>> BEGIN Records for the task

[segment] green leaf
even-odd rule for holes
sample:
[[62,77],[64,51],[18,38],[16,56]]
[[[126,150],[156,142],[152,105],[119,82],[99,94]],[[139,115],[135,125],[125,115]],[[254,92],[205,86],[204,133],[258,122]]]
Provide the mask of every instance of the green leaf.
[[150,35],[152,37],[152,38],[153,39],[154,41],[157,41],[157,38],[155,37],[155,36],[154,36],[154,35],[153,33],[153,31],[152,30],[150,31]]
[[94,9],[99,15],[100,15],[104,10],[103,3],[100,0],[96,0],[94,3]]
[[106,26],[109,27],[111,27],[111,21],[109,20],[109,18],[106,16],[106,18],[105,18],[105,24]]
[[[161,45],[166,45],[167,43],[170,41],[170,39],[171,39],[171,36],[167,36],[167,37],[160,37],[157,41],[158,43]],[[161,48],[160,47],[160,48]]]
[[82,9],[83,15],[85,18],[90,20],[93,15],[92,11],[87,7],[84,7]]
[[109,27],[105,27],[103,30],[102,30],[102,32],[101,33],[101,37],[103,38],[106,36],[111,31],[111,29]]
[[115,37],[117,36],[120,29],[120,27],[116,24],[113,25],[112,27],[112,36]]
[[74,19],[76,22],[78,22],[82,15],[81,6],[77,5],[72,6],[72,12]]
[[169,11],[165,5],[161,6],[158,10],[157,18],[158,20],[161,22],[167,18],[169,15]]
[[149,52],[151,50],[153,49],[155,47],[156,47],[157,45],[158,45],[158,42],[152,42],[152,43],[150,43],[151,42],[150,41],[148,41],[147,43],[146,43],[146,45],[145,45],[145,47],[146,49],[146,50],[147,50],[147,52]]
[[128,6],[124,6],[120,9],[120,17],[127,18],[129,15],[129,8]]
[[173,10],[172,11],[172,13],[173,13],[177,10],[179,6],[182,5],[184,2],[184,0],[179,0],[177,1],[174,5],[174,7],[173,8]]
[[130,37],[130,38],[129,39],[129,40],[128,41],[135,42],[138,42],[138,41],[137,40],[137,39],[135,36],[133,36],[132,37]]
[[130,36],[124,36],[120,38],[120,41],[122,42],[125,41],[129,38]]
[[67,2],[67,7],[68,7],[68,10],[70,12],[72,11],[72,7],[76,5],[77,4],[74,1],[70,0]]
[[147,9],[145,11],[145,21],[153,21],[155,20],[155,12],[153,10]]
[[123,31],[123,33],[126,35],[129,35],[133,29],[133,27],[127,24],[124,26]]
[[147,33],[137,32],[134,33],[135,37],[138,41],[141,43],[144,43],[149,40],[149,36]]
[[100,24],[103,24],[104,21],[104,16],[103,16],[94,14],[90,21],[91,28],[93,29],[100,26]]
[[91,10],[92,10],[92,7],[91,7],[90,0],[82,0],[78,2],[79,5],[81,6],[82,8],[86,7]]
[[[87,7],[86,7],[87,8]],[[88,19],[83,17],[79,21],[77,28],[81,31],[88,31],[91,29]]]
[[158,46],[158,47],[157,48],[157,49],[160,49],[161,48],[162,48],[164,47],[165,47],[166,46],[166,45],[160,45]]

>> END Records for the task

→ **What you are asked to do**
Quote each line of the listing above exactly.

→ **Result for this task**
[segment] green leaf
even-odd rule for holes
sample:
[[62,77],[64,51],[18,38],[16,56]]
[[[126,150],[156,142],[152,105],[119,82],[99,94]],[[139,115],[135,125],[125,115]],[[254,92],[205,86],[204,133],[258,122]]]
Provide the mask of every instance of the green leaf.
[[150,35],[152,37],[152,38],[153,39],[154,41],[157,41],[157,38],[155,37],[155,36],[154,36],[154,35],[153,33],[153,31],[152,30],[150,31]]
[[94,9],[99,15],[100,15],[104,10],[103,3],[100,0],[96,0],[94,3]]
[[106,26],[109,27],[111,27],[111,21],[109,20],[109,18],[106,16],[106,18],[105,18],[105,24]]
[[[161,45],[166,45],[167,43],[170,41],[170,39],[171,39],[171,36],[167,36],[167,37],[160,37],[157,41],[158,43]],[[161,48],[160,47],[160,48]]]
[[82,9],[83,15],[85,18],[90,20],[93,15],[92,11],[87,7],[84,7]]
[[109,27],[105,27],[103,30],[102,30],[102,32],[101,33],[101,37],[103,38],[106,36],[111,31],[111,29]]
[[115,37],[117,36],[120,29],[120,27],[116,24],[113,25],[112,27],[112,36]]
[[74,19],[76,22],[78,22],[82,15],[81,6],[77,5],[72,6],[72,12]]
[[169,11],[165,5],[161,6],[158,10],[157,18],[158,20],[161,22],[167,18],[169,15]]
[[149,52],[151,50],[153,49],[155,47],[156,47],[157,45],[158,45],[158,42],[152,42],[152,43],[150,43],[151,42],[150,41],[148,41],[147,43],[146,43],[146,45],[145,45],[145,47],[146,49],[146,50],[147,50],[147,52]]
[[128,6],[124,6],[120,9],[120,17],[127,18],[129,15],[129,8]]
[[173,10],[172,11],[172,13],[173,13],[177,10],[179,6],[182,5],[184,2],[184,0],[179,0],[177,1],[174,5],[174,7],[173,8]]
[[130,37],[130,38],[129,39],[129,40],[128,41],[135,42],[138,42],[138,41],[137,40],[137,39],[135,36],[133,36],[132,37]]
[[130,36],[124,36],[120,38],[120,41],[122,42],[125,41],[129,38]]
[[67,2],[67,7],[68,7],[68,10],[70,12],[72,11],[72,7],[76,5],[77,4],[74,1],[70,0]]
[[147,9],[145,11],[145,21],[153,21],[155,20],[155,12],[153,10]]
[[123,31],[123,33],[126,35],[129,35],[133,29],[133,27],[127,24],[124,26]]
[[147,33],[137,32],[134,33],[135,37],[138,41],[141,43],[144,43],[149,40],[149,36]]
[[100,24],[103,24],[104,21],[104,16],[103,16],[94,14],[90,21],[91,28],[93,29],[100,26]]
[[91,10],[92,10],[92,7],[91,7],[90,0],[82,0],[78,2],[79,5],[81,6],[82,8],[86,7]]
[[[87,7],[86,7],[87,8]],[[88,19],[83,17],[79,21],[77,28],[81,31],[88,31],[91,29]]]
[[158,46],[158,47],[157,48],[157,49],[160,49],[161,48],[162,48],[164,47],[165,47],[166,46],[166,45],[160,45]]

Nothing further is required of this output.